*Things to do*.
1. In the Hanley biography, what was Hanley's first command, which he was given in February 1918?
2. Quote the part of the Hanley biography between "Thomas James Hanley, Jr." and "the Cold War.", inclusive.

*Text block*.
US Air Force general (1893–1969)

Thomas James Hanley, Jr. (March 23, 1893 - March 9, 1969) was an American Air Force major general who served in the Pacific Theater during World War Two and commanded the 11th Air Force at the start of the Cold War.

==Early life==
Thomas Hanley was born, in Coshocton, Ohio, the third of six children of Thoms Hanley Sr, an Irish immigrant, and Mary (O'Connor) Hanley.

==Military service==
Hanley graduated from the United States Military Academy with the Class of 1915 ("the class the stars fell on") and was commissioned a second lieutenant of Infantry on June 12, 1915. Though originally assigned to the Twenty-Third Infantry in Texas, Hanley was moved to the Aviation Section of the Signal Corps in August 1916. He promptly entered the Corps's Aviation School in San Diego and was able to graduate from flying school by the following April. Following graduation, Hanley was assigned to the First Aero Squadron in New Mexico for about a month before being transferred to Texas to serve with the Fifth and then the Nineteenth Aero Squadrons.

In February 1918, he was given his first command, that of the 274th Aero Squadron, based at Taliaferro Field in Texas. The following month Hanley was appointed engineering officer and commanding officer of the entire airfield. He went on to command Carruthers Field, also in Texas, until December 1919. At this point Hanley was transferred to Langley Field, Virginia to serve as an executive officer. In July 1920, he was transferred to the Air Service from the Infantry. In November of that year he was appointed director of the administration course at what was later redesignated the Tactical School.
In December 1921, Hanley was transferred to Kindley Field in the Philippines to command the 2nd Observation Squadron until August 1922 and the Provisional Administration Company until September 1922. He was then moved to Camp Nichols to assume command of the 28th Bombardment Squadron.

After returning to the United States in March 1924, Hanley was given command of Crissy Field in California. That August, he entered the Army Industrial College and graduated the following February at which point he was assigned the Office of the Assistant Secretary of War. In 1930 he graduated from the Command and General Staff School after two years of study and was placed as the assistant commandant of the Advanced Flying School. Following a short transfer to the Primary Flying School, Hanley became an instructor at the Command and General Staff School in 1932.

(Items in a dataset)
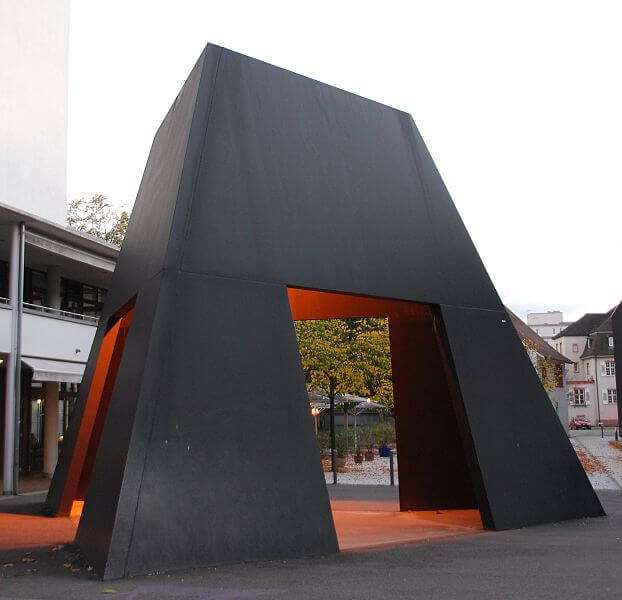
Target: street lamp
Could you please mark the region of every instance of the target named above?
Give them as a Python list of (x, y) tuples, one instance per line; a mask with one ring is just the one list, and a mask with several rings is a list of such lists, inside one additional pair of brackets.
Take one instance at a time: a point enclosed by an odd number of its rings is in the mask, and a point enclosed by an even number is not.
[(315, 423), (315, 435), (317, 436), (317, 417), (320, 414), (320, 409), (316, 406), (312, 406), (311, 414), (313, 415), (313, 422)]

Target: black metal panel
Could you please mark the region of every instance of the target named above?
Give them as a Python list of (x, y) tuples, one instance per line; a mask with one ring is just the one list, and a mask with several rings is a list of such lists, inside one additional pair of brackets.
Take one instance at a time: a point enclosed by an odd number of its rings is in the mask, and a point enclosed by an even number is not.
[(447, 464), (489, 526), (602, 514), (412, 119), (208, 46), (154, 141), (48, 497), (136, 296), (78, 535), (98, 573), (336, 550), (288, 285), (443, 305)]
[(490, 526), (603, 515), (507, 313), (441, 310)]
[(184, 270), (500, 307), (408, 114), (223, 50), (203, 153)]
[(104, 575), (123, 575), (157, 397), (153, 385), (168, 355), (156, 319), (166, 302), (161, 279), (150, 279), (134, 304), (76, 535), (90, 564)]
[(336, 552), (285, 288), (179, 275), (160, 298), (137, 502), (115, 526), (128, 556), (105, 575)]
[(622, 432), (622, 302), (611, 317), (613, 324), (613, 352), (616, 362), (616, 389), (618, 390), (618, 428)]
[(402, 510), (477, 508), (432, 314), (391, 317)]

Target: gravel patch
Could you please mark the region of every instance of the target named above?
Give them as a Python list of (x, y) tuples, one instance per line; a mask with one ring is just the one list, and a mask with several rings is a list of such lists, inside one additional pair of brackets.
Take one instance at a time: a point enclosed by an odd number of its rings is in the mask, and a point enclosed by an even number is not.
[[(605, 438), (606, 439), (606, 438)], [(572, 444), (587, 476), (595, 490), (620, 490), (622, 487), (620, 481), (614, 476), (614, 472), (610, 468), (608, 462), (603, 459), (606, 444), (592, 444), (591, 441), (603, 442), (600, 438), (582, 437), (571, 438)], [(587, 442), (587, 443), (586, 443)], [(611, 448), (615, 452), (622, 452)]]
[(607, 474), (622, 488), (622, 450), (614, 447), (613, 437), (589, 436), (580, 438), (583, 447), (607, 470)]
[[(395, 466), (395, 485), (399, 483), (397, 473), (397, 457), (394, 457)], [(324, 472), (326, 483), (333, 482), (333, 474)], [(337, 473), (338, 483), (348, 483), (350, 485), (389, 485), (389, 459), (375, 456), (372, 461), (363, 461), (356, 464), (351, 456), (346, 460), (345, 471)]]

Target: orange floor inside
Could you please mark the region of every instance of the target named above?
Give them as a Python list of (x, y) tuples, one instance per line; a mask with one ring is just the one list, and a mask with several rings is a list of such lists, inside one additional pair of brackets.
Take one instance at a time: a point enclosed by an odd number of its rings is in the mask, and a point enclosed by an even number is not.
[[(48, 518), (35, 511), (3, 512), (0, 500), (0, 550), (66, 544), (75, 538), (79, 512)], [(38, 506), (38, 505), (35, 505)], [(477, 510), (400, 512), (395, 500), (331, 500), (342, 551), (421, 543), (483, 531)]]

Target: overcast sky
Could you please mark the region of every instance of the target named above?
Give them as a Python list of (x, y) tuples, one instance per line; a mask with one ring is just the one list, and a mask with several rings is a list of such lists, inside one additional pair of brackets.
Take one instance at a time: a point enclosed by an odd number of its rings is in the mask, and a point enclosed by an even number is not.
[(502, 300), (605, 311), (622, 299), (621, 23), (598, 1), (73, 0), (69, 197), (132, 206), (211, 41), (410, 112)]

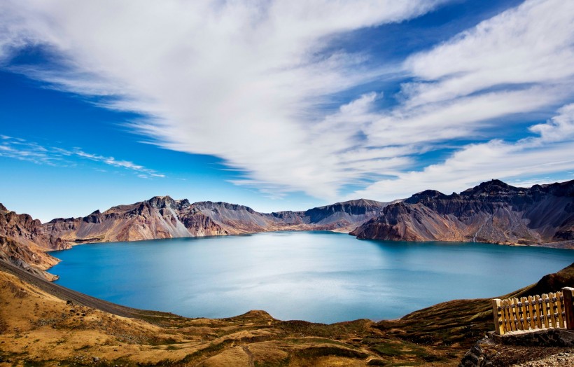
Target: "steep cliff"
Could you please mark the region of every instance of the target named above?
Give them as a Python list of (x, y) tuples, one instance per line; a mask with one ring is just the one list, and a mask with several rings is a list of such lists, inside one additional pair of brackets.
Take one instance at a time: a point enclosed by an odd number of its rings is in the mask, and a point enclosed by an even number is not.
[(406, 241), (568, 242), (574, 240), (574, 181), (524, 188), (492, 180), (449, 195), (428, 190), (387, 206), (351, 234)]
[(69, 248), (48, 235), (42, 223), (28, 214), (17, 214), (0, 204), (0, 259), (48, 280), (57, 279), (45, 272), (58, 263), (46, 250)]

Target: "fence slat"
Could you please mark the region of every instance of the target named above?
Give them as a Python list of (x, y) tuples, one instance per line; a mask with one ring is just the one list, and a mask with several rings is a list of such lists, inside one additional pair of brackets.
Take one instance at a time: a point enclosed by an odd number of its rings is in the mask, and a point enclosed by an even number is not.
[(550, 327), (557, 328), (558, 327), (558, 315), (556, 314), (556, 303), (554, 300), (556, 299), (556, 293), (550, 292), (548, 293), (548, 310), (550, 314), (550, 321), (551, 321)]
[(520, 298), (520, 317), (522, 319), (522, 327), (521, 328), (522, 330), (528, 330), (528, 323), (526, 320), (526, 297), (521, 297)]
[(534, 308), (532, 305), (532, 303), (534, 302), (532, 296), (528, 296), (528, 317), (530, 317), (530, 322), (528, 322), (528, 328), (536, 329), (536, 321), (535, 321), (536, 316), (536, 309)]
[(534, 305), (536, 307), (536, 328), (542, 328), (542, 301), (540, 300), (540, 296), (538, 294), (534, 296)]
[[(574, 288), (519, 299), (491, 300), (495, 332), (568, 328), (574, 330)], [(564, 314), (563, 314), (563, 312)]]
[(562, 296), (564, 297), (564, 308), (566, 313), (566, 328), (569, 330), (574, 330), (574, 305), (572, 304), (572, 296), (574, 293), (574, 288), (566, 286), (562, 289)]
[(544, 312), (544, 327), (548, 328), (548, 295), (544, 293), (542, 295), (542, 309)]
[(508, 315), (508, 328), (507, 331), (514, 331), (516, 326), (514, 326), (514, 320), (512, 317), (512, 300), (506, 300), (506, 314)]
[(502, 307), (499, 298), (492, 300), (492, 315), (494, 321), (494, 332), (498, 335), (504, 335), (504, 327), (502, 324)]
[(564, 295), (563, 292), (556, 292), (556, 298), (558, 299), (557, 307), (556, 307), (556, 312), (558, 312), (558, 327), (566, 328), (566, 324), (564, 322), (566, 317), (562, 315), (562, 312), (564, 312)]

*Responses for each task*.
1. The 274th Aero Squadron, based at Taliaferro Field in Texas.

2.
Thomas James Hanley, Jr. (March 23, 1893 - March 9, 1969) was an American Air Force major general who served in the Pacific Theater during World War Two and commanded the 11th Air Force at the start of the Cold War.